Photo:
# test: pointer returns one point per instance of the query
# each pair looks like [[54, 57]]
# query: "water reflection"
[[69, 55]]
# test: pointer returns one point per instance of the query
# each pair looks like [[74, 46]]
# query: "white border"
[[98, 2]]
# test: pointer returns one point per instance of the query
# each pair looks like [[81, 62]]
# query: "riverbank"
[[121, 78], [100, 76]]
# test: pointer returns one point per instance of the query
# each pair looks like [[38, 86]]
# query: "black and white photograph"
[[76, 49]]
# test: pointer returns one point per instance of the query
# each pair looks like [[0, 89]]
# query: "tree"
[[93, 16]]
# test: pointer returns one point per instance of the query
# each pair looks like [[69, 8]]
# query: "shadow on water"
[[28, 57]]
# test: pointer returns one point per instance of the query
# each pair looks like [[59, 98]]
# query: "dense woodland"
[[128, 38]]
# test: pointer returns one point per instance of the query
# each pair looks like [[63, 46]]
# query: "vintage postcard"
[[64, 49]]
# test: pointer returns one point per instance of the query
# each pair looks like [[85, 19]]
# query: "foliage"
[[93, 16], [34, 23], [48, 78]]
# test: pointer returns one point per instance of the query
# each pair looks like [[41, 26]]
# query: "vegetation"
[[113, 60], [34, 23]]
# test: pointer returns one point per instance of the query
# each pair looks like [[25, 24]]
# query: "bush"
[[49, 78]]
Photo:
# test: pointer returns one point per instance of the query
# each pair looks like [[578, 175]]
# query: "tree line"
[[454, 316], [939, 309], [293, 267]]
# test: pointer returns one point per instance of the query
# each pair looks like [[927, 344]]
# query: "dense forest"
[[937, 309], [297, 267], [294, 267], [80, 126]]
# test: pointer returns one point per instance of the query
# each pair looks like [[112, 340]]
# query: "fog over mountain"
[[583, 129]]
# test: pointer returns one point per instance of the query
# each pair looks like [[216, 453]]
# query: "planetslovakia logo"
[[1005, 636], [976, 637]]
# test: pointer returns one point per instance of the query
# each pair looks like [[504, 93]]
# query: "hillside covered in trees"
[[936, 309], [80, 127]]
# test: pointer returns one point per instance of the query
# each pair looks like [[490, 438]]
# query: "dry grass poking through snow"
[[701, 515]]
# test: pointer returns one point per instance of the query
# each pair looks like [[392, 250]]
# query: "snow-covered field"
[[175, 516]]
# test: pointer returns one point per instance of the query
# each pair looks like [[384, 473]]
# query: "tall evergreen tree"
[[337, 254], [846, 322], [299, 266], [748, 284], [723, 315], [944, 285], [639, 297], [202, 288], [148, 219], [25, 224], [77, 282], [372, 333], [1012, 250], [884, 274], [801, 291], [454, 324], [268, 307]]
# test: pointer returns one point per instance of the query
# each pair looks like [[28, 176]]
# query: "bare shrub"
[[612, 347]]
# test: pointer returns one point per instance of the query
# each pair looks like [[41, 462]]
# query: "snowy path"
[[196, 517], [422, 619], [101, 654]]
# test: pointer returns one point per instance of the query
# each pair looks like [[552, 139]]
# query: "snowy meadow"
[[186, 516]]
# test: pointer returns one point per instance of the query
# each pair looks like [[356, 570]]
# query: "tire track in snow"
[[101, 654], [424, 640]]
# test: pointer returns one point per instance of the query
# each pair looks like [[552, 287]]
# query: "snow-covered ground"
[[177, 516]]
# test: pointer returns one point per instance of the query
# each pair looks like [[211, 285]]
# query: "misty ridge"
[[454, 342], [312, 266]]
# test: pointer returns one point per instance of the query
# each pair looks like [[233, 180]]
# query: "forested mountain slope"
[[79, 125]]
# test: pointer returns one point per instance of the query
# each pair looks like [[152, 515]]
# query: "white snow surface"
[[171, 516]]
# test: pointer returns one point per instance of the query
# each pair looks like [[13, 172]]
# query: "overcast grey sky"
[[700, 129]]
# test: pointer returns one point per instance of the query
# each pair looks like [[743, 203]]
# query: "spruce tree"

══════════════════════════════

> _Direction_: Locate each line in the rows above that contains the string "covered", with case taken into account, and copy every such line in full.

> _Written solution_:
# query: "hillside covered in trees"
# query: "snow-covered field"
# query: "snow-covered ground"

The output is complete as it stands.